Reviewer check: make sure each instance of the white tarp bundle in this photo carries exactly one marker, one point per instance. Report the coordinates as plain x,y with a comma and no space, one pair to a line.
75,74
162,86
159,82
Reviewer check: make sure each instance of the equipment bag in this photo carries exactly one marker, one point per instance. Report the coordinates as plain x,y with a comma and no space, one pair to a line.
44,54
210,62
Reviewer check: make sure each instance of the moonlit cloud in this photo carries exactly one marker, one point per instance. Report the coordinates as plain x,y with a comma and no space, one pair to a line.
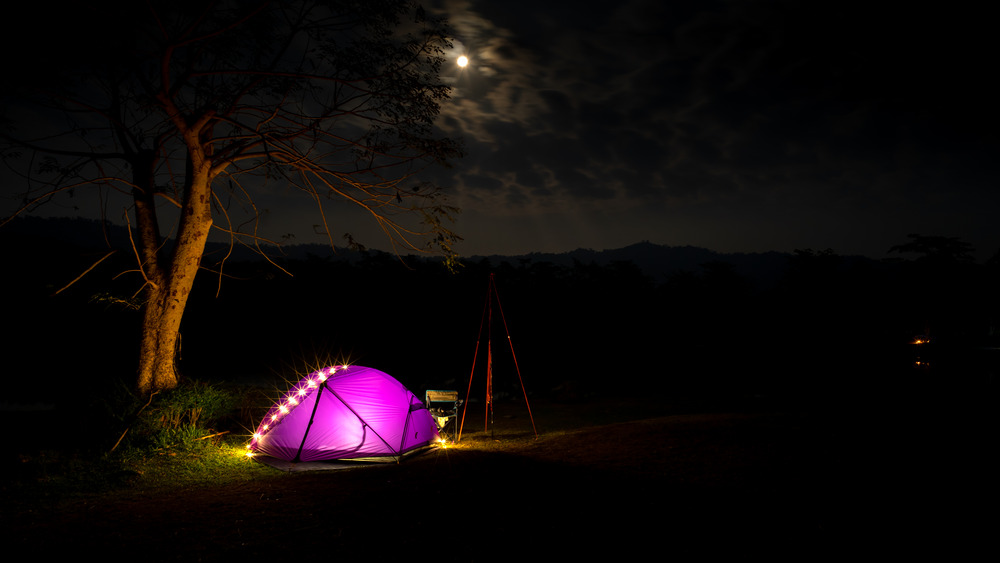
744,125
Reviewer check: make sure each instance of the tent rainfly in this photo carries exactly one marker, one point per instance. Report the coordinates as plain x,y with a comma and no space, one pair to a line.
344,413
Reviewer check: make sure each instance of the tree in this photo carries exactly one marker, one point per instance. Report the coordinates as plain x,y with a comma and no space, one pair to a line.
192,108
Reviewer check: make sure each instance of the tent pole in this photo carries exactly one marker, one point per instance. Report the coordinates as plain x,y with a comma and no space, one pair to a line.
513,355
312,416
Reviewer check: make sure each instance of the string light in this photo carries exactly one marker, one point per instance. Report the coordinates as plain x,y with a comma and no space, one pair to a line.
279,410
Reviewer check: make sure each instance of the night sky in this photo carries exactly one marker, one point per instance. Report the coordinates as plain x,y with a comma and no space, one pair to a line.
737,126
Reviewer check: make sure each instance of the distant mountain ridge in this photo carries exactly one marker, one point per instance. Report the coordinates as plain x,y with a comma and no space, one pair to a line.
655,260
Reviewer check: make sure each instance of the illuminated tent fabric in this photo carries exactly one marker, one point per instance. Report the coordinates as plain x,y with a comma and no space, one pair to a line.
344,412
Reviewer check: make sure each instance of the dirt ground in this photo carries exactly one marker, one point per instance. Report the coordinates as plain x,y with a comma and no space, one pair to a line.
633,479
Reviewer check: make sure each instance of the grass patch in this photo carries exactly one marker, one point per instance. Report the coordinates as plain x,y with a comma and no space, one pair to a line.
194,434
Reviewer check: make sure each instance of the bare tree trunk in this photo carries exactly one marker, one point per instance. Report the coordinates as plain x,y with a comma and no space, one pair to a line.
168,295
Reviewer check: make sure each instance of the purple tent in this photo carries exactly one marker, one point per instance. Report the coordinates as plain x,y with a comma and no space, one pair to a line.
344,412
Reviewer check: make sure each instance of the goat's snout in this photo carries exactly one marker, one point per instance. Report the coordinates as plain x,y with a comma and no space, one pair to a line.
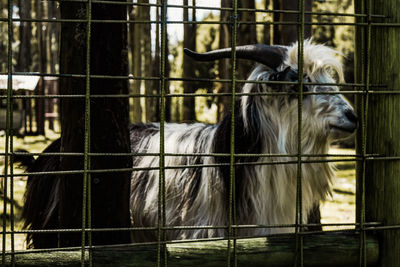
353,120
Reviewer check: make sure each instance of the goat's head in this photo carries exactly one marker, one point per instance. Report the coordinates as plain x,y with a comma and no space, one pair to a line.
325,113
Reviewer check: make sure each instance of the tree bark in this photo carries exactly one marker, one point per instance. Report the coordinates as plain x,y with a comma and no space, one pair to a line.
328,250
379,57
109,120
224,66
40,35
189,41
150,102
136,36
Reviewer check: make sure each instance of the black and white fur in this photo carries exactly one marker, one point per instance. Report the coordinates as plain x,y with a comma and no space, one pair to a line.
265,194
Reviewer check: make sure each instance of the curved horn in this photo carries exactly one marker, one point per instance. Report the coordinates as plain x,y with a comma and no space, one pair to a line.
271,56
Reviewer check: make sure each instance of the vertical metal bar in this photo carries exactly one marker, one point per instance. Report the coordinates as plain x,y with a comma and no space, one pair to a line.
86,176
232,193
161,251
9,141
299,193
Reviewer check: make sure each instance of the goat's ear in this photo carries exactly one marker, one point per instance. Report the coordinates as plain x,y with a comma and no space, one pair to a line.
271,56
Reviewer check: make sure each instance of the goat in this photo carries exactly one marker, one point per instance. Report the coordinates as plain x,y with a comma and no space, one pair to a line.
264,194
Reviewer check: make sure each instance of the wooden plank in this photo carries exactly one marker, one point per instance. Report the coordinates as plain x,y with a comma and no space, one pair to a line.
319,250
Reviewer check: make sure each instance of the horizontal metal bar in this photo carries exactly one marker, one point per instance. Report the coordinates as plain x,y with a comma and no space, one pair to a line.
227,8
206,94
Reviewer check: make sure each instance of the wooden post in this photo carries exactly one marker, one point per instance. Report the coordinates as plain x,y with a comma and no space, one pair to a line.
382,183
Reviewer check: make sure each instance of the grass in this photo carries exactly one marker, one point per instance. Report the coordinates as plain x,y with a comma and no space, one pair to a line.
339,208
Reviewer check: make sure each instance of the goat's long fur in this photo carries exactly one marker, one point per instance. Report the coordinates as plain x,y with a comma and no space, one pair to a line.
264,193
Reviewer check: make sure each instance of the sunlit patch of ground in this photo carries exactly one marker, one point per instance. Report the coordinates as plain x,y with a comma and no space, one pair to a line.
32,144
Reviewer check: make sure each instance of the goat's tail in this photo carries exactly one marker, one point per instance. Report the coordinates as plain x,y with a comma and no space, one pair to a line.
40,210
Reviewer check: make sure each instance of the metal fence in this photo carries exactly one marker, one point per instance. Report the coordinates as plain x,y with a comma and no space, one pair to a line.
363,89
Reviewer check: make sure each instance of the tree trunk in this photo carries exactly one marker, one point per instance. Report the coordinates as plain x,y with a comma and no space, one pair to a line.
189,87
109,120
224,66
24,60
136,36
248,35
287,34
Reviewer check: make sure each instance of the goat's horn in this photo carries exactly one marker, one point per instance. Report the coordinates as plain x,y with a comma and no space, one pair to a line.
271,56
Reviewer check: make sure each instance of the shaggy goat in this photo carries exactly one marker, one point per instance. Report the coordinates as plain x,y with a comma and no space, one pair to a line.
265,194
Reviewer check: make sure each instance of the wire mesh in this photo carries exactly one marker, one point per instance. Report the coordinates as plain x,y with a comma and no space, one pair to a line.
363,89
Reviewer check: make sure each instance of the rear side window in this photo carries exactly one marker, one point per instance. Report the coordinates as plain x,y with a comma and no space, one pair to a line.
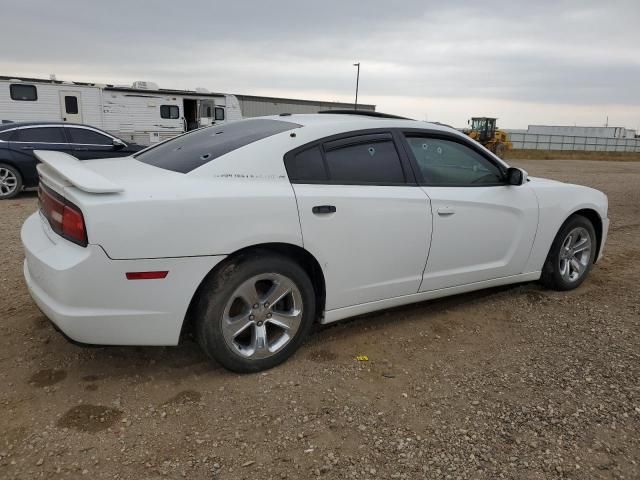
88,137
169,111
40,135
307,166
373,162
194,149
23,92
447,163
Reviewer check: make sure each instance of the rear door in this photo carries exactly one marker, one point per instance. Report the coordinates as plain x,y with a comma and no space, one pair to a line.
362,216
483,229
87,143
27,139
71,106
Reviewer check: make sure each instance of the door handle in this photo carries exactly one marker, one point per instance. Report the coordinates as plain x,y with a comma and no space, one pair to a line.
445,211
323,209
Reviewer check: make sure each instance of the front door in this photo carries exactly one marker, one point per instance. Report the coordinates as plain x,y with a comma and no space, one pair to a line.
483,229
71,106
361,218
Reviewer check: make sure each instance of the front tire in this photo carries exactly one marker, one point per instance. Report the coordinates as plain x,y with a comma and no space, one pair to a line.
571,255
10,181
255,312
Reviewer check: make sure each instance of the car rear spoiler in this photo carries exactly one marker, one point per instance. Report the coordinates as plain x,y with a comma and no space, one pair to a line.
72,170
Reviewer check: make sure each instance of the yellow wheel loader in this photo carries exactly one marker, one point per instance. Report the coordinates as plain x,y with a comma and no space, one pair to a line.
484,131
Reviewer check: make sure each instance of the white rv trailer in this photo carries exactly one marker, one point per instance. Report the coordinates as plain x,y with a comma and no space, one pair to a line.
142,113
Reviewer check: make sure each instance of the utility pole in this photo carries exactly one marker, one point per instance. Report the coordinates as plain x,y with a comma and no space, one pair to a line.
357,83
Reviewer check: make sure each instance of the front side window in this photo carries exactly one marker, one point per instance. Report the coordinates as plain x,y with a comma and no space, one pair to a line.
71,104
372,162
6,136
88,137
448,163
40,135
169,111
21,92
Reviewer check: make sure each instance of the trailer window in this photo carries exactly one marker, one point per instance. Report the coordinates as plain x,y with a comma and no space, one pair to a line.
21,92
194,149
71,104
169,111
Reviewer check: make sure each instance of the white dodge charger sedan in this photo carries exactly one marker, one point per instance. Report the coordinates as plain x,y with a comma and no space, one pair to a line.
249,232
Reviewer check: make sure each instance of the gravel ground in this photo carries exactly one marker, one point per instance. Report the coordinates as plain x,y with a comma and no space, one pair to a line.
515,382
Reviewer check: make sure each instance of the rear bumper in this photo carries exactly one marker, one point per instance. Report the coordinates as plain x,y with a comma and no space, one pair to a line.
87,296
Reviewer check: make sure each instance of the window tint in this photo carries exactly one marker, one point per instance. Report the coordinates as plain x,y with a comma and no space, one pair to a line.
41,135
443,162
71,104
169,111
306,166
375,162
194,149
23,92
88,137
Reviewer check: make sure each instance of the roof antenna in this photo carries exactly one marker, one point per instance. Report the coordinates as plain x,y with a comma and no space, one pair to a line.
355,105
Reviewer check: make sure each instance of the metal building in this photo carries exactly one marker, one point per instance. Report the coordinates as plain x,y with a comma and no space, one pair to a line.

· · · · ·

REQUIRED WORK
Copy out exactly the lines running from the line with "Reviewer check: make sure each instance of the white dodge" to the end of the records, inclusive.

COMPLETE RESPONSE
Reviewer check: make sure each instance of the white dodge charger sedan in this photo carries exactly one marker, one point per instance. Report the coordinates as plain x,y with a comma and no space, one pair to a line.
249,232
Reviewer check: make sure each instance of the gravel ground in this photo carries exactly one marker, one point per instance. Report the coordinates as plain x,y with a comma and no space, one pair to a line.
515,382
Reviewer check: make sure each instance of the rear bumper in this photo carries exactly one marker, one point per instance. Report the coordinates as plain x,y with a comma and no space, one pair to a line.
87,296
Reviewer check: make sure each instance of the window tint in this photo carries exactly one marker, one point per instance. Report the coordinates as plain x,y with a comma and no space, one pair to a line.
41,135
443,162
71,104
169,111
306,166
375,162
194,149
23,92
88,137
Reviewer check: make sure each instance of the roof antenna in this photo carries exactly one marker, one point per instance. Report the coordinates as plain x,y with a comma and no space, one pair to a line.
355,105
Reviewer check: make sure each instance of the metal building in this photo carries exactly one marker, one point per instance. Report the coordinates as plain x,y with a comma and no space, one pair to a line.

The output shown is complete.